DATA FOR THIS EXERCISE:
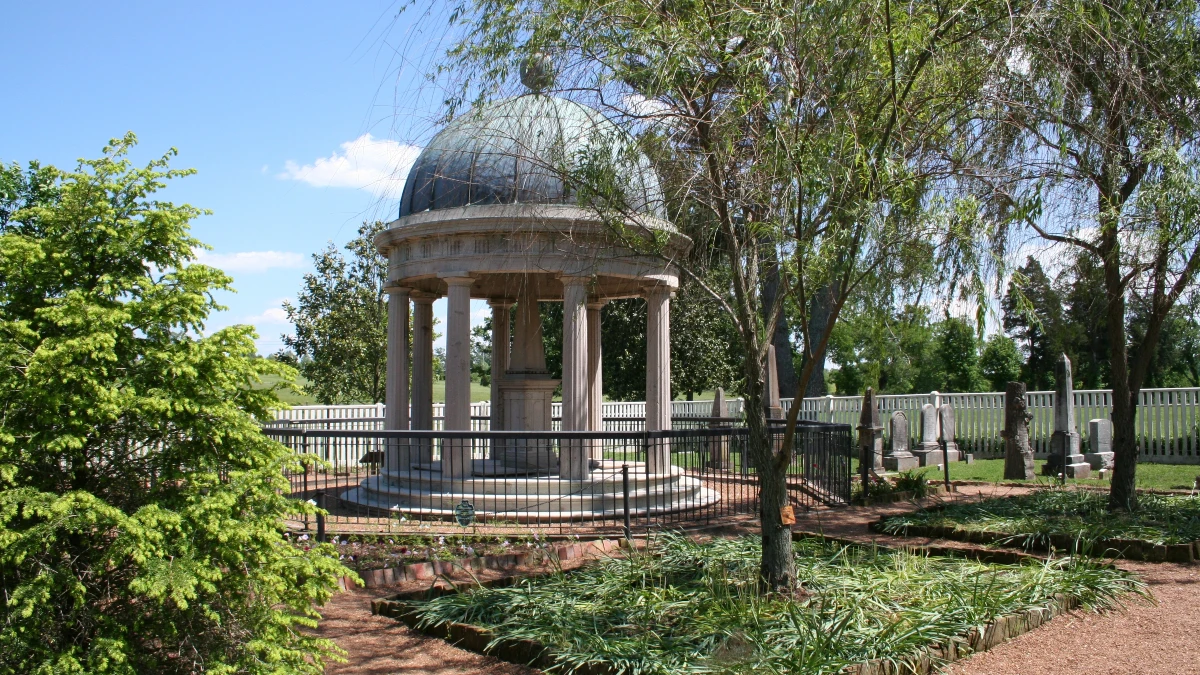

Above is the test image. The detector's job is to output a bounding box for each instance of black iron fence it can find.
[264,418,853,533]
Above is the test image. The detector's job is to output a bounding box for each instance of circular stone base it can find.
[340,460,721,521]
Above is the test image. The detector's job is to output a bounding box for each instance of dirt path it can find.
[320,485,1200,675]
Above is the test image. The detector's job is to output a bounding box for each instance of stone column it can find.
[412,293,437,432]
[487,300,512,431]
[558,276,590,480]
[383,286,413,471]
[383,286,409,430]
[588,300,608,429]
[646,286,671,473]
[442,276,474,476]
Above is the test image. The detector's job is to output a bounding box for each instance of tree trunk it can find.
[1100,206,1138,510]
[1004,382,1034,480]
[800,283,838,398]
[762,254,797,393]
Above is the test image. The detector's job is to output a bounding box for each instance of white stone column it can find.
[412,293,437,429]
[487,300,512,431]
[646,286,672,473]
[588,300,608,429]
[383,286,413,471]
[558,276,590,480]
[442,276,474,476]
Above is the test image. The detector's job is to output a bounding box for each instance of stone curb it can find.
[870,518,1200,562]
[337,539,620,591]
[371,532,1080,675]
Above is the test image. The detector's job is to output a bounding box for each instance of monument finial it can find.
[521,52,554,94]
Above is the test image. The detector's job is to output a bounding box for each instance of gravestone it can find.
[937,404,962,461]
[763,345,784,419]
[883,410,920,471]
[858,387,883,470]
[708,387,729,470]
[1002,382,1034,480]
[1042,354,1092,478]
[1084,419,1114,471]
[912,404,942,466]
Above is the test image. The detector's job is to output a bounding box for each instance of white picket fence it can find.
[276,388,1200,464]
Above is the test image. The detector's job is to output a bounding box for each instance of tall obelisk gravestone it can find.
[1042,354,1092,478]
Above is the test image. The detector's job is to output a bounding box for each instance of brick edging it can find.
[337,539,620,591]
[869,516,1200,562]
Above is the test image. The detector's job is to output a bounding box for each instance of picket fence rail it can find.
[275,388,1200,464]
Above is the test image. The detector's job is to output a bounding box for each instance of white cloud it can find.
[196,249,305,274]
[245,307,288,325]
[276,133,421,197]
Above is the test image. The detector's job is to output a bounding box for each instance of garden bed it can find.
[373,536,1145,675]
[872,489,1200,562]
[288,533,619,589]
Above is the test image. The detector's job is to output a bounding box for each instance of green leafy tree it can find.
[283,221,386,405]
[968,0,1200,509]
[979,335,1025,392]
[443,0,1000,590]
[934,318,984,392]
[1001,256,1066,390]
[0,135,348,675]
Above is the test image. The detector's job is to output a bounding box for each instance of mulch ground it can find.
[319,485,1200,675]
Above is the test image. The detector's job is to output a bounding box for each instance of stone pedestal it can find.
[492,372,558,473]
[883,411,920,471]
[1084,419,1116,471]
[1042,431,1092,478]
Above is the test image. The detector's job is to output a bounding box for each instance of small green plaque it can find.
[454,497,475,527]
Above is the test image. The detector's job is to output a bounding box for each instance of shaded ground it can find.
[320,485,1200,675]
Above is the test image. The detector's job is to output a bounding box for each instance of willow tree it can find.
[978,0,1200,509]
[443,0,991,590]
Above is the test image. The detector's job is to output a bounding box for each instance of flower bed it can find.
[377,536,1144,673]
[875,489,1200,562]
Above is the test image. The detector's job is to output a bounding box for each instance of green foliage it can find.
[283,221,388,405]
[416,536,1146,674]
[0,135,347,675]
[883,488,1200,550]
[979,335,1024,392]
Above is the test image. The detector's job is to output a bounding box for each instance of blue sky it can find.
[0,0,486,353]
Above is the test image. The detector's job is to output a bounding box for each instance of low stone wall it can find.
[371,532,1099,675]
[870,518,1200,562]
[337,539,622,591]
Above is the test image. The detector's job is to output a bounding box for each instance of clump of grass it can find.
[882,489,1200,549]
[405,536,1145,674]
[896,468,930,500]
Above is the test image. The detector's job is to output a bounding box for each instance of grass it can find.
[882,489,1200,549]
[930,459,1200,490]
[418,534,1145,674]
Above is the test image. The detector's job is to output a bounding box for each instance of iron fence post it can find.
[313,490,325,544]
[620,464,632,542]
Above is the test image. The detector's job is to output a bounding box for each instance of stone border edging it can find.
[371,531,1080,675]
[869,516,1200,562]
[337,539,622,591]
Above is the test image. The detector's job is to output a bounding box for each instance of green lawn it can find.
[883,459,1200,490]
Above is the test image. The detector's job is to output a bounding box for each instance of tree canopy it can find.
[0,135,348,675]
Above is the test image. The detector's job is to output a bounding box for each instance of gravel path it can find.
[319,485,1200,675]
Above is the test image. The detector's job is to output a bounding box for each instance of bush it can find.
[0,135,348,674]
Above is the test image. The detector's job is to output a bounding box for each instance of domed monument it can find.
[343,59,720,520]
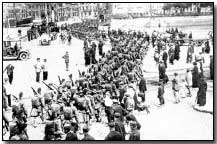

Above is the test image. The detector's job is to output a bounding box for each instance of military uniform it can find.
* * *
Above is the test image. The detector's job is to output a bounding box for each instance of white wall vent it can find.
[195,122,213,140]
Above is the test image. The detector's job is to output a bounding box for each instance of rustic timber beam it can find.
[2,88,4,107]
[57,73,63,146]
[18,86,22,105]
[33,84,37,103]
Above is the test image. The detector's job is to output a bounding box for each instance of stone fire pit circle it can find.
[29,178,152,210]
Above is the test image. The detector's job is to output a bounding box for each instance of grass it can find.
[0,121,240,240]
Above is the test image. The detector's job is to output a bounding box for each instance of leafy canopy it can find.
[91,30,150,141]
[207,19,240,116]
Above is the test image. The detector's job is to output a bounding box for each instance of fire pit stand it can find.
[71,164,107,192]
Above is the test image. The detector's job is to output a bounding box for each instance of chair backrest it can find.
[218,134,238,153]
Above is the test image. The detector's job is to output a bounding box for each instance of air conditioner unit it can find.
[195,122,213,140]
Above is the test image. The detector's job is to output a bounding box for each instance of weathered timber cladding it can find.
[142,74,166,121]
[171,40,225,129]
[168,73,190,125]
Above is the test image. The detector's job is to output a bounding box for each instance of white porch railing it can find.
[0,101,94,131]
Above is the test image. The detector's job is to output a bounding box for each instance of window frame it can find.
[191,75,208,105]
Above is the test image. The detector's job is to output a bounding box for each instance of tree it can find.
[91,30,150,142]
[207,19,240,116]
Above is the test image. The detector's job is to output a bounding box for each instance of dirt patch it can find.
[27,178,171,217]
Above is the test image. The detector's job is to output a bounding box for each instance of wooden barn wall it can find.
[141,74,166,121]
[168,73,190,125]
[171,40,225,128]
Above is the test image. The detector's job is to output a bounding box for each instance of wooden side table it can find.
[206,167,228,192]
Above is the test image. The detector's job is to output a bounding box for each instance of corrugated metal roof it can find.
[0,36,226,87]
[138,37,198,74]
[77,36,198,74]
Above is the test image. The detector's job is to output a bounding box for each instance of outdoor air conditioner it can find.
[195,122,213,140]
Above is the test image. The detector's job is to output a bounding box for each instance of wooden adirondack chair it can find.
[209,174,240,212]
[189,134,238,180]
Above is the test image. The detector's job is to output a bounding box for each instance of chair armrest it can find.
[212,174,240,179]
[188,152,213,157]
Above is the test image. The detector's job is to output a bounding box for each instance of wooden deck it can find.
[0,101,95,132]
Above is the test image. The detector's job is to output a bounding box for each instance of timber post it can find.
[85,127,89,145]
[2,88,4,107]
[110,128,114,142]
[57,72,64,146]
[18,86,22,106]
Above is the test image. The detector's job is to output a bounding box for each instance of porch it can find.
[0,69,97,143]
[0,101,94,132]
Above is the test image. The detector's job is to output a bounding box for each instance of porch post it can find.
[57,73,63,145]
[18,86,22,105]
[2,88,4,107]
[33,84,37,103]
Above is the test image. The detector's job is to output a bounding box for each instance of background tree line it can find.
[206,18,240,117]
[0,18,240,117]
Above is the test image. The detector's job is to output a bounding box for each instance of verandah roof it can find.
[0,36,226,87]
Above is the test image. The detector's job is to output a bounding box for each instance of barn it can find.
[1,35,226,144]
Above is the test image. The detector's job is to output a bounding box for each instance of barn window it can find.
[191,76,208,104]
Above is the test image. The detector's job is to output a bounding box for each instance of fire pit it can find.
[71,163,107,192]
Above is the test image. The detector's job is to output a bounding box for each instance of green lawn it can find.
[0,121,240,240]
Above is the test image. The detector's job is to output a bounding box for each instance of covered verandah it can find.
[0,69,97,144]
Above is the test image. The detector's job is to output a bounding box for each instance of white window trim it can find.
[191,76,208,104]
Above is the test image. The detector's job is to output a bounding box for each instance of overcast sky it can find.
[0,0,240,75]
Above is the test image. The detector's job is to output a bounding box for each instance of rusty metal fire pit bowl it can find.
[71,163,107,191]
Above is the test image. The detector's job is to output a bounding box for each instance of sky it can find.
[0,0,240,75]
* * *
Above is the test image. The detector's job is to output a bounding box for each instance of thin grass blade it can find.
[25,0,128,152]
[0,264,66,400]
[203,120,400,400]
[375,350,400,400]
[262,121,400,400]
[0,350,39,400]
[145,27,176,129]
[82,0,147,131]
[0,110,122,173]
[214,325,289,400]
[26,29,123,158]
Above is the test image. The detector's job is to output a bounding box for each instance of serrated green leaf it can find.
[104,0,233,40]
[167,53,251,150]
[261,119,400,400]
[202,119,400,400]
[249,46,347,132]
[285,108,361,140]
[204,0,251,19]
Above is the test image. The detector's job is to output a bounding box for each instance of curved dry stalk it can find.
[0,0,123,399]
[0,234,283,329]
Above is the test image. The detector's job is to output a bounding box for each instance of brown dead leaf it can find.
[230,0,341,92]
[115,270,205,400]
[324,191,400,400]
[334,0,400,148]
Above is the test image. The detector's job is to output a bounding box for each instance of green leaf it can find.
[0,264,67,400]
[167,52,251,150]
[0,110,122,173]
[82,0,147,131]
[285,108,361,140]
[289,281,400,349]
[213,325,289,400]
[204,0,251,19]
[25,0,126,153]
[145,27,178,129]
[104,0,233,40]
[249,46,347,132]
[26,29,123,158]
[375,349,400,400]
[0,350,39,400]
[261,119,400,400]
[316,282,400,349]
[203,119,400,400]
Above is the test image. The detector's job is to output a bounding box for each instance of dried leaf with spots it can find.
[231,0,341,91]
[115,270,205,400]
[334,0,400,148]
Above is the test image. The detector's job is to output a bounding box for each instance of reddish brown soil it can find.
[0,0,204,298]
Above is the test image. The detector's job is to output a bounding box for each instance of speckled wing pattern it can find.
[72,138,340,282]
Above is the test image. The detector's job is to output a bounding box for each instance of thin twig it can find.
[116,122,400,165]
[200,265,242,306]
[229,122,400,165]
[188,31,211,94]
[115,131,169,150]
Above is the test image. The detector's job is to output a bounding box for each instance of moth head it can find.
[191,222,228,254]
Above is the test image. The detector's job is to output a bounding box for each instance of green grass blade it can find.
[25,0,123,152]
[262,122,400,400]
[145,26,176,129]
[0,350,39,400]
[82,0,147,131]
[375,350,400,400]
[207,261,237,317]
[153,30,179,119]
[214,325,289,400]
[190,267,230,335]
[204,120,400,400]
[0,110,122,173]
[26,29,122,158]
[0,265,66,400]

TO DO: Reproduce the records word for word, starting with the line that contains "stand it can find." and continuing through the line that contains "[189,134,238,180]". Include both of those lines and nothing outside that span.

ANSWER TO THE PROBLEM:
Above is the test image. The detector's job is to output a bounding box for each instance of fire pit stand it can find.
[71,164,107,192]
Above is the test image. The detector's job is to output a bounding box for each instance of chair backrest it can find.
[218,134,238,153]
Above is the test image. The detector's job is to output a bounding box for each instance of air conditioner unit it can find.
[195,122,213,140]
Above is the test image. The detector's job is to output a bounding box for each instance of weathered timber cladding it can find.
[142,74,166,121]
[171,40,225,129]
[168,73,190,125]
Above is the test image. The detector's job is to output a bounding box for each instance of white porch railing it can find.
[0,101,94,131]
Above is the test image. The detector's job is to output a bounding box for each instance of window frame it can find.
[191,75,208,105]
Above is the test image. The detector's job is to output a bounding box for each instance of tree it can find.
[91,30,150,142]
[207,19,240,116]
Above is the test image. The detector's job is to output a bounding box for each instance of dirt patch it can find.
[27,178,171,217]
Above is the test image. The detector's job is to output a bounding box for each instance of wooden barn wall it can find.
[141,74,166,121]
[168,73,190,125]
[171,40,225,128]
Above is the test image. The detector's job is to output a bounding box for each instance of wooden side table it can find.
[206,167,228,192]
Above is the test image. The detector's job is to output a bounding box for each instance of corrugated metal roof it can find.
[0,36,226,87]
[138,37,198,74]
[77,36,198,74]
Above is the test image. The detector's job is to output a bounding box for each instance of outdoor air conditioner it can find.
[195,122,213,140]
Above is the test image. The detector's job is to output a bounding box for each instance of wooden adirondack chair it can find.
[209,174,240,212]
[189,134,238,180]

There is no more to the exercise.